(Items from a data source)
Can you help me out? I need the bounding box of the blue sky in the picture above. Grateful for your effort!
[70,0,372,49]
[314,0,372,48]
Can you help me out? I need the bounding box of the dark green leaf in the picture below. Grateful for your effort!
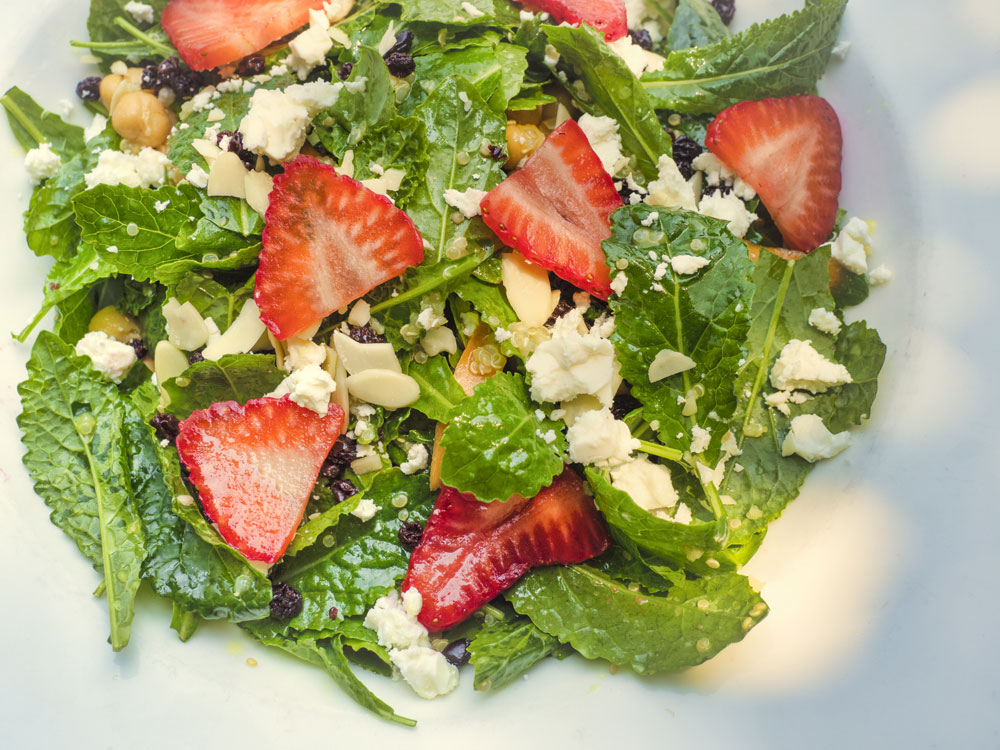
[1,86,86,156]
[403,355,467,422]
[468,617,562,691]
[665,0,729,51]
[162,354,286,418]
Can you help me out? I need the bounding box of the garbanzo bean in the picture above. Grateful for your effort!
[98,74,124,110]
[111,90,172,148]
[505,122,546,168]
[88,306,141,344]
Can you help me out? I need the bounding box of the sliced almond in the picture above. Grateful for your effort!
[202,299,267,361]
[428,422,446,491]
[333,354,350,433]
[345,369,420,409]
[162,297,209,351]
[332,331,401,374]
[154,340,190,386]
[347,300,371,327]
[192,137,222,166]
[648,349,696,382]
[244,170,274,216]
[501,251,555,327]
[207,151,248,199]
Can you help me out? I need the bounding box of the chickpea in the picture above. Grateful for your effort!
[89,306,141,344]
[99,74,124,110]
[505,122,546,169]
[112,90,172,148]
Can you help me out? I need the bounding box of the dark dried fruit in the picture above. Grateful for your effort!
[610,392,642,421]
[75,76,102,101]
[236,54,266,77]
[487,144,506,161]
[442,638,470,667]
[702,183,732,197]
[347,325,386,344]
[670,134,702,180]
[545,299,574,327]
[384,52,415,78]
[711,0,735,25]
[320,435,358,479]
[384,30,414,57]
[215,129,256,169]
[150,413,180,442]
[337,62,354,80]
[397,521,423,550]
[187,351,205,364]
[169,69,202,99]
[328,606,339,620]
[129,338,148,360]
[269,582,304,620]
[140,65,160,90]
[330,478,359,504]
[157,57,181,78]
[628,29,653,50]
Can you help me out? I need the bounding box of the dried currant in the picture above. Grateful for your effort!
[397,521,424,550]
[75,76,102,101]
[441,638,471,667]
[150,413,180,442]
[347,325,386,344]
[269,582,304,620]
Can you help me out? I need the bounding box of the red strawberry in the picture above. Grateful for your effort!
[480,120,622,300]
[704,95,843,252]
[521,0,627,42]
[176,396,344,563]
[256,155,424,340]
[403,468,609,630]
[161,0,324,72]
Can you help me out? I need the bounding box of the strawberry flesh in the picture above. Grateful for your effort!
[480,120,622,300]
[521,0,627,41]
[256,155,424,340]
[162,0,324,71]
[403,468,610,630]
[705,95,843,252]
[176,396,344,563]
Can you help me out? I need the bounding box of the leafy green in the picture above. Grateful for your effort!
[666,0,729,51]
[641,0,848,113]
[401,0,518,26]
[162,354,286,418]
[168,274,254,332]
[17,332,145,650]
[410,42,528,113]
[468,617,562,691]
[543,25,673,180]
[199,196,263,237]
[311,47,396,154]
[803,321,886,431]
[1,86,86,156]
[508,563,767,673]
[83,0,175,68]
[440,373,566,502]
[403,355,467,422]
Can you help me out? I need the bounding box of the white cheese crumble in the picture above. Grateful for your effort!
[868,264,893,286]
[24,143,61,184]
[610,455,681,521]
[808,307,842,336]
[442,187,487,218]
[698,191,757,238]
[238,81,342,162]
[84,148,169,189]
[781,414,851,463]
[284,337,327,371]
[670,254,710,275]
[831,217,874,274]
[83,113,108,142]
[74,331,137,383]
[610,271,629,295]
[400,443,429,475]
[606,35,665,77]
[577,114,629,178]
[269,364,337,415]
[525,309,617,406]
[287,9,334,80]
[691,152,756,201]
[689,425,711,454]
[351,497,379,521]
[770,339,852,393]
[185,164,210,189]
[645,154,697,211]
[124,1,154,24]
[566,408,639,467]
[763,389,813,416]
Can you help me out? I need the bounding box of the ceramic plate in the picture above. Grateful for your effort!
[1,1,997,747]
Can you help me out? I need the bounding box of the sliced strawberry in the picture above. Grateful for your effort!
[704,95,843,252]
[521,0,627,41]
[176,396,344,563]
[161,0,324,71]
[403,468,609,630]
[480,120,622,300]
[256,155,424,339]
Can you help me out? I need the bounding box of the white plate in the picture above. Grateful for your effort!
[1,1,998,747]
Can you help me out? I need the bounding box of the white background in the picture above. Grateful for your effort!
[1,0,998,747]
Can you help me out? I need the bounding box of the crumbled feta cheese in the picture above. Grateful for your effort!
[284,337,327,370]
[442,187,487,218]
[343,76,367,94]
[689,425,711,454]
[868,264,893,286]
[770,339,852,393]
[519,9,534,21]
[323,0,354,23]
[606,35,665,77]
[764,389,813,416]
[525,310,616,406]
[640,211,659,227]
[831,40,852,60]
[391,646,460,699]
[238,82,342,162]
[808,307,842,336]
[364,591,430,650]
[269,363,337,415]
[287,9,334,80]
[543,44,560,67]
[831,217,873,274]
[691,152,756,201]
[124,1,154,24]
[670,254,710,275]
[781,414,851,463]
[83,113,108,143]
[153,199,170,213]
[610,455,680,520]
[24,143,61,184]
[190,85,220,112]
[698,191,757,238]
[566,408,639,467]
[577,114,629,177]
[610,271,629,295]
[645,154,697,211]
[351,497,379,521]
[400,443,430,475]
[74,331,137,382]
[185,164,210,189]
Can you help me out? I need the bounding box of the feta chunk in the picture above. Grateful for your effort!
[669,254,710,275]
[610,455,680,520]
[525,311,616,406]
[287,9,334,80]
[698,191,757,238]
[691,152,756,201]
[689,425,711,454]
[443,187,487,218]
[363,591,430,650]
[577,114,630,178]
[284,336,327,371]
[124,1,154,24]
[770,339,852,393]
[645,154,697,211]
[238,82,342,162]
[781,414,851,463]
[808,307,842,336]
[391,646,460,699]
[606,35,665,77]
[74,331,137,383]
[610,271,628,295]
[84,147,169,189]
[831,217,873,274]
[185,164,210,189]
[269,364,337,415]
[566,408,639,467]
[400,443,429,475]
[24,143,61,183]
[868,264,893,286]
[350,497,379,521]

▶ _WORK INSTRUCTIONS_
Make an exact copy of the records above, with the pictures left out.

▶ _ANSWER TO THE PROBLEM_
Can you help me out? I need the bounding box of the blue sky in the picture above. Grateful for your effort!
[70,0,372,49]
[314,0,372,48]
Can you help me out? I need the bounding box of the dark green leaf in the picture below. Grateful for your effort!
[1,86,86,156]
[403,355,467,422]
[468,617,562,691]
[665,0,729,51]
[162,354,286,418]
Can you help me out? I need the bounding box of the garbanzo bean in the picture above. Grateful for your effort!
[98,74,124,110]
[111,90,172,148]
[505,122,546,168]
[88,306,141,344]
Can you help me out? I need the bounding box of the sliced almond in the picture above. Grateful for your effort!
[202,299,267,361]
[428,422,446,491]
[333,354,350,433]
[345,369,420,409]
[162,297,209,351]
[332,331,401,374]
[154,340,190,386]
[347,300,371,327]
[192,137,222,166]
[648,349,696,382]
[244,170,274,216]
[501,251,555,327]
[207,151,248,199]
Can you help me out? I need the bounding box of the chickpea in the picture above. Grateful for your effort!
[89,306,141,344]
[99,74,124,110]
[505,122,546,169]
[112,90,172,148]
Can you help me out? I need the bounding box of the dark dried fruit in the picture above. Grateful for your effort!
[610,392,642,421]
[75,76,102,101]
[236,54,266,77]
[487,144,506,161]
[442,638,470,667]
[702,183,732,197]
[347,325,386,344]
[670,134,702,180]
[545,299,574,327]
[384,52,415,78]
[711,0,735,25]
[320,435,358,479]
[384,30,414,57]
[215,129,256,169]
[150,413,180,442]
[337,62,354,80]
[397,521,423,550]
[187,351,205,364]
[169,69,202,99]
[328,606,339,620]
[129,338,148,360]
[269,582,304,620]
[140,65,160,90]
[330,478,359,504]
[157,57,181,78]
[628,29,653,50]
Can you help me out? I need the bounding box of the dried currant in the picture above. Grateful for your effort!
[397,521,424,550]
[75,76,102,101]
[441,638,471,667]
[150,413,180,442]
[347,325,386,344]
[269,582,304,620]
Can you help me out? I need the bounding box of the red strawberry in the picture above. Grateful for your effort!
[480,120,622,300]
[704,95,843,252]
[521,0,627,42]
[176,396,344,563]
[256,155,424,340]
[403,468,609,630]
[161,0,324,72]
Can you help me out? I need the bounding box of the strawberry flesh in the picture above. Grateful for your effort!
[480,120,622,300]
[521,0,627,41]
[256,155,424,340]
[162,0,324,71]
[403,468,610,630]
[705,95,843,252]
[176,396,344,563]
Can you help me out? I need the bounding box of the leafy green in the picture above. Grateful for your effort!
[666,0,729,51]
[641,0,848,113]
[401,0,518,26]
[162,354,286,418]
[168,274,254,332]
[17,332,145,650]
[410,42,528,113]
[468,617,562,691]
[543,25,673,180]
[199,196,263,237]
[311,47,396,154]
[803,321,886,431]
[1,86,86,156]
[508,563,767,673]
[83,0,175,68]
[440,373,566,502]
[403,355,467,422]
Can you help me out? I need the bounding box of the white cheese crumble in the picture above. Grateful for your effort!
[868,264,893,286]
[24,143,61,184]
[610,455,681,521]
[808,307,842,336]
[442,187,487,218]
[698,191,757,238]
[238,81,342,162]
[84,148,169,189]
[781,414,851,463]
[284,337,327,371]
[670,254,710,275]
[831,217,874,274]
[83,113,108,142]
[74,331,137,383]
[610,271,629,295]
[400,443,429,475]
[606,35,665,77]
[577,114,629,178]
[269,364,337,415]
[525,309,617,406]
[287,9,334,80]
[691,152,756,201]
[689,425,711,454]
[351,497,379,521]
[770,339,852,393]
[185,164,210,189]
[645,154,697,211]
[124,1,154,24]
[566,408,639,467]
[763,389,813,416]
Can you help me out? I need the bounding box of the ceramic plate in the picture above. Grateful for your effort!
[1,1,997,747]
Can you help me out? I need the bounding box of the sliced strawberry in the picture above. Grateful for your effort!
[704,95,843,252]
[521,0,627,41]
[176,396,344,563]
[161,0,324,71]
[403,468,609,630]
[480,120,622,300]
[256,155,424,339]
Can you help me out? I need the bounding box of the white plate in the picture above. Grateful for your effort!
[1,1,998,747]
Can you help me out? I need the bounding box of the white background in the picture above. Grateful for your effort!
[1,0,998,747]
Can you help me out? I need the bounding box of the crumbled feta cheese in the picture above. Grateful for your effort!
[284,337,327,370]
[442,187,487,218]
[343,76,367,94]
[689,425,711,454]
[868,264,893,286]
[770,339,852,393]
[519,9,534,21]
[323,0,354,23]
[606,35,665,77]
[764,389,813,416]
[525,310,616,406]
[640,211,659,227]
[831,40,852,60]
[391,646,460,699]
[238,82,342,162]
[808,307,842,336]
[364,591,430,650]
[269,363,337,415]
[287,9,334,80]
[543,44,560,67]
[831,217,873,274]
[691,152,756,201]
[124,1,154,24]
[670,254,710,275]
[781,414,851,463]
[83,113,108,143]
[153,199,170,213]
[610,455,680,520]
[24,143,61,184]
[190,85,220,112]
[698,191,757,238]
[566,408,639,467]
[577,114,629,177]
[610,271,629,295]
[645,154,697,211]
[351,497,379,521]
[400,443,430,475]
[74,331,137,382]
[185,164,210,189]
Can you help me out? I need the bounding box of the feta chunk in the picture above. Grateful for your effort!
[669,254,710,275]
[610,455,680,520]
[525,311,616,406]
[287,9,334,80]
[698,191,757,238]
[691,152,756,201]
[689,425,711,454]
[443,187,487,218]
[363,591,430,650]
[577,114,630,178]
[284,336,327,371]
[124,1,154,24]
[770,339,852,393]
[645,154,697,211]
[238,82,342,162]
[781,414,851,463]
[808,307,842,336]
[391,646,460,699]
[606,35,665,77]
[74,331,137,383]
[610,271,628,295]
[84,147,169,189]
[831,217,873,274]
[185,164,210,189]
[269,364,337,415]
[566,408,639,467]
[400,443,429,475]
[24,143,61,183]
[868,264,893,286]
[350,497,379,521]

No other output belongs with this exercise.